» What you need to do
In the data that follows, count every line holding the string "white" and give the count alone.

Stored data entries
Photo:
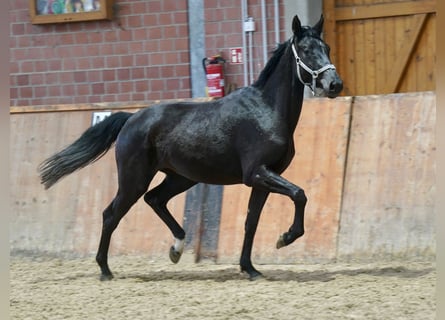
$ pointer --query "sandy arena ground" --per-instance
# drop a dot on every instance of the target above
(55, 288)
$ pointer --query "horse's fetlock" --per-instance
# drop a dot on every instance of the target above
(300, 196)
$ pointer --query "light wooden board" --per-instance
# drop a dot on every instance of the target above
(318, 168)
(389, 192)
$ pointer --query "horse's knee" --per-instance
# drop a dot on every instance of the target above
(152, 200)
(300, 197)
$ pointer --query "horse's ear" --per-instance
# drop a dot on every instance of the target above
(296, 26)
(319, 25)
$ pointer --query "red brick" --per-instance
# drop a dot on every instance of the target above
(167, 72)
(165, 19)
(80, 76)
(154, 6)
(180, 18)
(123, 97)
(151, 46)
(126, 86)
(81, 38)
(135, 47)
(166, 45)
(171, 57)
(22, 80)
(27, 67)
(153, 72)
(157, 85)
(40, 66)
(156, 59)
(138, 96)
(139, 7)
(106, 49)
(182, 70)
(69, 90)
(18, 29)
(36, 79)
(65, 39)
(97, 88)
(138, 73)
(121, 48)
(40, 92)
(25, 92)
(168, 95)
(13, 67)
(181, 44)
(141, 85)
(134, 22)
(95, 99)
(123, 74)
(235, 14)
(124, 35)
(54, 65)
(97, 62)
(68, 64)
(95, 37)
(110, 36)
(126, 61)
(52, 78)
(83, 63)
(108, 75)
(153, 95)
(111, 87)
(83, 89)
(112, 62)
(66, 77)
(139, 34)
(94, 76)
(54, 91)
(154, 33)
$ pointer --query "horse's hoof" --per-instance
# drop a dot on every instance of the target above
(106, 277)
(174, 255)
(280, 242)
(256, 276)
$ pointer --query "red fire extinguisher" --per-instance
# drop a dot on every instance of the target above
(213, 68)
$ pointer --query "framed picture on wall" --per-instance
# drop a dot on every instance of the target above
(57, 11)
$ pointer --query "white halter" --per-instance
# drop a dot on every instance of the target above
(314, 73)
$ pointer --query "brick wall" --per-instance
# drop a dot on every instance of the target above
(142, 54)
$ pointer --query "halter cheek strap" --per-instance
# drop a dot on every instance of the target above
(314, 73)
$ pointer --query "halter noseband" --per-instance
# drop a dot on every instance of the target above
(314, 73)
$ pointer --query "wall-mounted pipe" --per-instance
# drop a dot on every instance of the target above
(264, 30)
(277, 21)
(243, 18)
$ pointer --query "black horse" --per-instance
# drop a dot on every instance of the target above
(245, 137)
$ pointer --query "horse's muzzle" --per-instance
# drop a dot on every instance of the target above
(335, 87)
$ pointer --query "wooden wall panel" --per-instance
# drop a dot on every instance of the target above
(389, 192)
(68, 217)
(382, 47)
(318, 167)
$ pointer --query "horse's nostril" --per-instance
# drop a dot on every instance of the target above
(336, 86)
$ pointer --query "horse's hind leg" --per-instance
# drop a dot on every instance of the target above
(158, 197)
(132, 185)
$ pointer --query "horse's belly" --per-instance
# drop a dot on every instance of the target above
(212, 169)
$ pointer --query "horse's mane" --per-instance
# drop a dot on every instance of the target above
(305, 31)
(271, 64)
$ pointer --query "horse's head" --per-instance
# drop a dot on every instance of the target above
(313, 65)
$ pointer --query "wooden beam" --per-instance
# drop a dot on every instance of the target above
(404, 53)
(97, 106)
(381, 10)
(329, 32)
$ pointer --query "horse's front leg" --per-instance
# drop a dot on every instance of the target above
(273, 182)
(256, 202)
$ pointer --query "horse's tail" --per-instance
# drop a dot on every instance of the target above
(91, 146)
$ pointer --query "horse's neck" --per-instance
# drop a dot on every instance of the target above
(285, 93)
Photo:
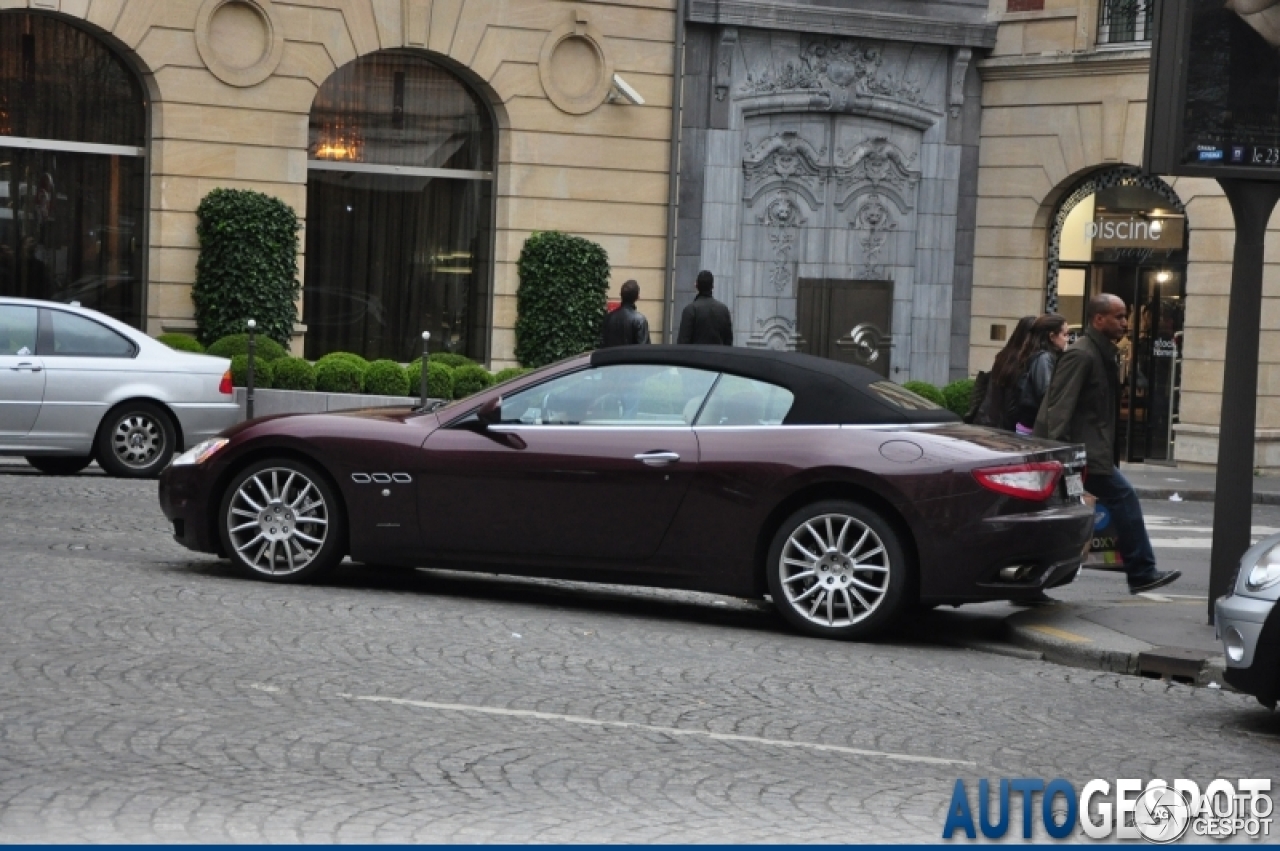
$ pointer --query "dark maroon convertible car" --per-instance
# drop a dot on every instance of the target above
(842, 495)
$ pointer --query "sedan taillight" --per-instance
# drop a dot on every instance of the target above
(1033, 480)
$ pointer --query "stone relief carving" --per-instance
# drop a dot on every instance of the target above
(777, 333)
(787, 158)
(782, 219)
(839, 68)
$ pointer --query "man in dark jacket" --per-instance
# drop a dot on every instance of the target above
(626, 325)
(1082, 406)
(705, 320)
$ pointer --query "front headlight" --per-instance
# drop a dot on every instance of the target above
(1266, 572)
(200, 453)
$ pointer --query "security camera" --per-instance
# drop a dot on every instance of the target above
(621, 90)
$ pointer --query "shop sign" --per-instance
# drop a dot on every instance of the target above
(1136, 232)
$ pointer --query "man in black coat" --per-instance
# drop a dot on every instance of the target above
(626, 325)
(705, 320)
(1083, 406)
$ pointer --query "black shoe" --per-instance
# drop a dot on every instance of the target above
(1160, 579)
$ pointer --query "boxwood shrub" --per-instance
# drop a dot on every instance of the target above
(263, 373)
(926, 389)
(385, 378)
(338, 374)
(233, 344)
(182, 342)
(470, 379)
(439, 379)
(958, 396)
(293, 374)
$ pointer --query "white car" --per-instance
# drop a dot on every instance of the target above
(77, 385)
(1248, 623)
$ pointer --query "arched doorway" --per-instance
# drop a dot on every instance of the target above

» Problem solution
2